Excerpt provided start

On 11/11/2017 03:09 PM, Ralf Mardorf wrote:

> On Sat, 11 Nov 2017 20:59:22 +0100, Ralf Mardorf wrote:
>> On Sat, 11 Nov 2017 15:27:02 -0400, Duane Whitty wrote:
>>> On 17-11-11 03:11 PM, Ralf Mardorf wrote:
>>>> On Sat, 11 Nov 2017 10:53:52 -0800, Bob wrote:
>>>>> I have the need to input the extra Swedish characters occassionally
>>>>> and have been using the Alt-nnn method
>>>> What is the "Alt-nnn method"? I suspect you mean "Shift+Ctrl+U
>>>> n..."?
>>>>
>>>>
I think everybody is missing the point. When you create a Compose
key--usually right alt--
you can then generate all the European modified letters, like ä, Ä. ö Ü
ß ñ ø µ ç é and so on,
by hitting the Compose key and then two symbols, like " and a, / and u,
and ~ and n, and
some fractions, like ½. ⅓  ¼  ⅚ and so on, and currency symbols, like £
and ¢ and ¥ .

Excerpt provided end
Data extract start

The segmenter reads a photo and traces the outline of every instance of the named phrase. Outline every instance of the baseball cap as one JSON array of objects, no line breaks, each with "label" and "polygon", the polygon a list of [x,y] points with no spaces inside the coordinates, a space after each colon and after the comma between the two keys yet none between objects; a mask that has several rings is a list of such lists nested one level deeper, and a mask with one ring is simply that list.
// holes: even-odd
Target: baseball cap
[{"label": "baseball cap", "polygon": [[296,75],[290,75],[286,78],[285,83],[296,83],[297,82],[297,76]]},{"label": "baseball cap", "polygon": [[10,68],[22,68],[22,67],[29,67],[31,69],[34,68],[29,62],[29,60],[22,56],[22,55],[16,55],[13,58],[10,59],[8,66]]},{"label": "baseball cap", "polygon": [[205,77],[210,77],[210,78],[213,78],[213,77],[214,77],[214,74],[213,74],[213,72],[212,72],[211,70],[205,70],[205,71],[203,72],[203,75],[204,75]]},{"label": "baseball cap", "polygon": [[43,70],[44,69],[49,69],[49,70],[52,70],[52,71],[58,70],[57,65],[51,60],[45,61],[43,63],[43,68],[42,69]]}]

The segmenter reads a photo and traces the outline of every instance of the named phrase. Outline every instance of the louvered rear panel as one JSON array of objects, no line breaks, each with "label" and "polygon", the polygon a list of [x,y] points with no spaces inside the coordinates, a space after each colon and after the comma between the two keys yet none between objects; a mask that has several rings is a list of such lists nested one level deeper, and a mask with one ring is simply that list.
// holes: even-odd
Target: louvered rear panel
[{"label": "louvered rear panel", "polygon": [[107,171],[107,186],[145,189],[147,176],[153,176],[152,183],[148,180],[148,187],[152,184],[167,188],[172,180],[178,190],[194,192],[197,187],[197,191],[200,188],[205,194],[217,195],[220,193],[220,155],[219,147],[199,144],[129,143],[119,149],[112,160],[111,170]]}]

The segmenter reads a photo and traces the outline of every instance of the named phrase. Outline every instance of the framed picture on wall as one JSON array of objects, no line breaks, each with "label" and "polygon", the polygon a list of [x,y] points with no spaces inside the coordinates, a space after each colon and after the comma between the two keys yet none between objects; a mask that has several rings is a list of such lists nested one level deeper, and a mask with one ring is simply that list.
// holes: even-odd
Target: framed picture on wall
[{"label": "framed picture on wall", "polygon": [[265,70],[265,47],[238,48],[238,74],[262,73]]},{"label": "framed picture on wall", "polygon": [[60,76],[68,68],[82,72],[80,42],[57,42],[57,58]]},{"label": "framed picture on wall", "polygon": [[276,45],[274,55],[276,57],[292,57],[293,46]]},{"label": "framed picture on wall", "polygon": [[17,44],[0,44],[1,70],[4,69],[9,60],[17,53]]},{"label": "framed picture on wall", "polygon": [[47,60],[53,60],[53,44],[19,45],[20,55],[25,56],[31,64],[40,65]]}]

Data extract end

▸ Your instructions: Copy out the entire email excerpt about the Compose key from above, reproducing every character, quote marker, and line break without change.

▸ Complete response:
On 11/11/2017 03:09 PM, Ralf Mardorf wrote:

> On Sat, 11 Nov 2017 20:59:22 +0100, Ralf Mardorf wrote:
>> On Sat, 11 Nov 2017 15:27:02 -0400, Duane Whitty wrote:
>>> On 17-11-11 03:11 PM, Ralf Mardorf wrote:
>>>> On Sat, 11 Nov 2017 10:53:52 -0800, Bob wrote:
>>>>> I have the need to input the extra Swedish characters occassionally
>>>>> and have been using the Alt-nnn method
>>>> What is the "Alt-nnn method"? I suspect you mean "Shift+Ctrl+U
>>>> n..."?
>>>>
>>>>
I think everybody is missing the point. When you create a Compose
key--usually right alt--
you can then generate all the European modified letters, like ä, Ä. ö Ü
ß ñ ø µ ç é and so on,
by hitting the Compose key and then two symbols, like " and a, / and u,
and ~ and n, and
some fractions, like ½. ⅓  ¼  ⅚ and so on, and currency symbols, like £
and ¢ and ¥ .